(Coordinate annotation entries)
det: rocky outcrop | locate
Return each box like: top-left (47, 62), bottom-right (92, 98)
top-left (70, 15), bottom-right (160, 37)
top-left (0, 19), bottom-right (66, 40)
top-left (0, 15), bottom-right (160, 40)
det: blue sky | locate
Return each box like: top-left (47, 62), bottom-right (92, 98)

**Short problem:** Please give every one of the entries above as a JSON list of strings, with one string per line and blank lines left out.

**Complete answer:**
[
  "det: rocky outcrop | locate",
  "Return each box like: top-left (47, 62), bottom-right (92, 98)",
  "top-left (70, 15), bottom-right (160, 37)",
  "top-left (0, 19), bottom-right (66, 40)",
  "top-left (0, 15), bottom-right (160, 40)",
  "det: blue sky | locate",
  "Return each box like: top-left (47, 62), bottom-right (92, 98)"
]